→ YOUR ASSIGNMENT
Every line of the material is to be given again exactly.
======== EXERCISE MATERIALS ========
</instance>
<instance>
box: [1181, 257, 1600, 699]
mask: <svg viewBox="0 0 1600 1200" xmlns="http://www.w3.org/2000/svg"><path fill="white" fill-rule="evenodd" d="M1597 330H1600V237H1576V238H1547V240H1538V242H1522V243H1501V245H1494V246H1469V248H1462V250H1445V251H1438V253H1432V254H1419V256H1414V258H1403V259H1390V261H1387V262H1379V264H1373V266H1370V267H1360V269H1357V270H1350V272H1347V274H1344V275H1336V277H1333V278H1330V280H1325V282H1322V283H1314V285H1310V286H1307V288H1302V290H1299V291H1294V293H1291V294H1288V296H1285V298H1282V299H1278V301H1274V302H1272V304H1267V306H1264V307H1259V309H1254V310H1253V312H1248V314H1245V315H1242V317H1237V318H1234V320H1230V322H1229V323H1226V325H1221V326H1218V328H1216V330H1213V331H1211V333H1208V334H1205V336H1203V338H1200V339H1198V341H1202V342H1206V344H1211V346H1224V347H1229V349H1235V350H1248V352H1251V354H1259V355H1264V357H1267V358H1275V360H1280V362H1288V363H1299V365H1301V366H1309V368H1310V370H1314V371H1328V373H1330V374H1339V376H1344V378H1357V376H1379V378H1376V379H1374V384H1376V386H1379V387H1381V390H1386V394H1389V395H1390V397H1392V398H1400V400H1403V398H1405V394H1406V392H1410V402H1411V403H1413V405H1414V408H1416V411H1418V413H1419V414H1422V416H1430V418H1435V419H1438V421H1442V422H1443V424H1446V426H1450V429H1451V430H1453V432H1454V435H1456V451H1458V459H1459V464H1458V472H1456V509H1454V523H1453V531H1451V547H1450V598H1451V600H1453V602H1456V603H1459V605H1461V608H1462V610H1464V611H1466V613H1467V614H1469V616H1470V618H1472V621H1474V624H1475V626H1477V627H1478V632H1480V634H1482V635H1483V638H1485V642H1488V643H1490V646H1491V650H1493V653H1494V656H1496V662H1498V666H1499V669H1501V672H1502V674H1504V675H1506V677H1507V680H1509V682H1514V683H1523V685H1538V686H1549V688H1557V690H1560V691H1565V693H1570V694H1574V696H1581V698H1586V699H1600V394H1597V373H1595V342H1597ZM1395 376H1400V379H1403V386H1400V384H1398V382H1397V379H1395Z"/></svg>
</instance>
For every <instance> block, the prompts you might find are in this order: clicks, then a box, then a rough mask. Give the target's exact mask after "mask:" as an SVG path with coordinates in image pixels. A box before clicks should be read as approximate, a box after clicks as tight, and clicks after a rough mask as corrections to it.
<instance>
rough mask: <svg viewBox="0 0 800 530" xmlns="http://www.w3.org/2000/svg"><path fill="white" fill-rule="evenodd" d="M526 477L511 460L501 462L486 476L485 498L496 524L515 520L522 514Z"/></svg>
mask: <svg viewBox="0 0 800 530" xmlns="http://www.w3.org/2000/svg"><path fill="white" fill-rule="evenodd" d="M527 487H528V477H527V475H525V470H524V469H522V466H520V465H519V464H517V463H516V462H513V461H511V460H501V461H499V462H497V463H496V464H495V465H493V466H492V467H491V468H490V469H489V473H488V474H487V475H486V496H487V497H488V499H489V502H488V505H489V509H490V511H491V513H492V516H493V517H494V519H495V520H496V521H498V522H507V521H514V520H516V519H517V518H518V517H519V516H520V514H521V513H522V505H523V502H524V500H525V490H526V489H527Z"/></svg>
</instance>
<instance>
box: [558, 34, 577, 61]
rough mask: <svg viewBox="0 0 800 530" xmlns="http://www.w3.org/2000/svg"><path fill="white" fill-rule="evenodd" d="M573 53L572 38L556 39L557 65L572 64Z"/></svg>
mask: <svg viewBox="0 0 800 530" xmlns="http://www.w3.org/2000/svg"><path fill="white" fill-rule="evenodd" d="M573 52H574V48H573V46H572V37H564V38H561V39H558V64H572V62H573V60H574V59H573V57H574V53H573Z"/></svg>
========
→ SOLUTION FOR THIS PROBLEM
</instance>
<instance>
box: [1181, 257, 1600, 699]
mask: <svg viewBox="0 0 1600 1200" xmlns="http://www.w3.org/2000/svg"><path fill="white" fill-rule="evenodd" d="M1597 330H1600V237H1576V238H1547V240H1538V242H1522V243H1501V245H1494V246H1469V248H1462V250H1445V251H1438V253H1432V254H1419V256H1414V258H1403V259H1390V261H1387V262H1379V264H1373V266H1370V267H1360V269H1357V270H1350V272H1347V274H1344V275H1336V277H1333V278H1330V280H1325V282H1322V283H1314V285H1310V286H1307V288H1302V290H1299V291H1294V293H1291V294H1288V296H1285V298H1282V299H1278V301H1274V302H1272V304H1267V306H1264V307H1259V309H1254V310H1253V312H1248V314H1245V315H1242V317H1237V318H1234V320H1230V322H1229V323H1226V325H1221V326H1218V328H1216V330H1213V331H1211V333H1208V334H1205V336H1203V338H1200V339H1198V341H1202V342H1206V344H1211V346H1224V347H1229V349H1235V350H1248V352H1251V354H1259V355H1264V357H1267V358H1275V360H1280V362H1288V363H1299V365H1301V366H1309V368H1310V370H1314V371H1328V373H1330V374H1339V376H1344V378H1357V376H1379V378H1376V379H1374V384H1376V386H1379V387H1381V390H1386V394H1389V395H1390V397H1392V398H1400V400H1403V398H1405V394H1406V392H1410V402H1411V403H1413V405H1414V408H1416V411H1418V413H1419V414H1422V416H1430V418H1435V419H1438V421H1442V422H1443V424H1446V426H1450V429H1451V430H1453V432H1454V435H1456V451H1458V459H1459V464H1458V472H1456V509H1454V523H1453V531H1451V547H1450V598H1451V600H1453V602H1456V603H1459V605H1461V608H1462V610H1464V611H1466V613H1467V614H1469V616H1470V618H1472V621H1474V624H1475V626H1477V627H1478V632H1480V634H1482V635H1483V638H1485V642H1488V643H1490V646H1491V650H1493V653H1494V656H1496V662H1498V666H1499V669H1501V672H1502V674H1504V675H1506V677H1507V680H1509V682H1514V683H1523V685H1538V686H1549V688H1557V690H1560V691H1565V693H1570V694H1574V696H1581V698H1586V699H1600V394H1597V373H1595V342H1597ZM1395 376H1400V379H1403V386H1400V384H1398V382H1397V379H1395Z"/></svg>
</instance>
For every <instance> block, the prompts you might find are in this order: clicks, then a box, then a rough mask. Give the target's exact mask after "mask:" as an SVG path with coordinates in image pixels. A box before clicks should be read as approximate, a box after clicks as tight, and clicks after a rough mask as corrections to it.
<instance>
rough mask: <svg viewBox="0 0 800 530" xmlns="http://www.w3.org/2000/svg"><path fill="white" fill-rule="evenodd" d="M526 477L511 460L501 462L486 476L485 498L496 524L515 520L522 514Z"/></svg>
mask: <svg viewBox="0 0 800 530" xmlns="http://www.w3.org/2000/svg"><path fill="white" fill-rule="evenodd" d="M527 487H528V477H527V475H525V470H524V469H522V466H520V465H519V464H517V463H516V462H513V461H511V460H501V461H499V462H497V463H496V464H495V465H493V466H492V467H491V468H490V469H489V473H488V474H487V475H486V496H487V497H488V499H489V502H488V505H489V509H490V511H491V513H492V516H493V517H494V519H495V520H496V521H498V522H507V521H514V520H516V519H517V518H518V517H519V516H520V514H521V513H522V505H523V502H524V500H525V490H526V489H527Z"/></svg>
</instance>
<instance>
box: [558, 34, 577, 61]
rough mask: <svg viewBox="0 0 800 530" xmlns="http://www.w3.org/2000/svg"><path fill="white" fill-rule="evenodd" d="M573 53L572 38L556 39L557 65L572 64Z"/></svg>
mask: <svg viewBox="0 0 800 530" xmlns="http://www.w3.org/2000/svg"><path fill="white" fill-rule="evenodd" d="M573 52H574V48H573V46H572V37H564V38H561V39H558V64H572V62H573V60H574V59H573V57H574V53H573Z"/></svg>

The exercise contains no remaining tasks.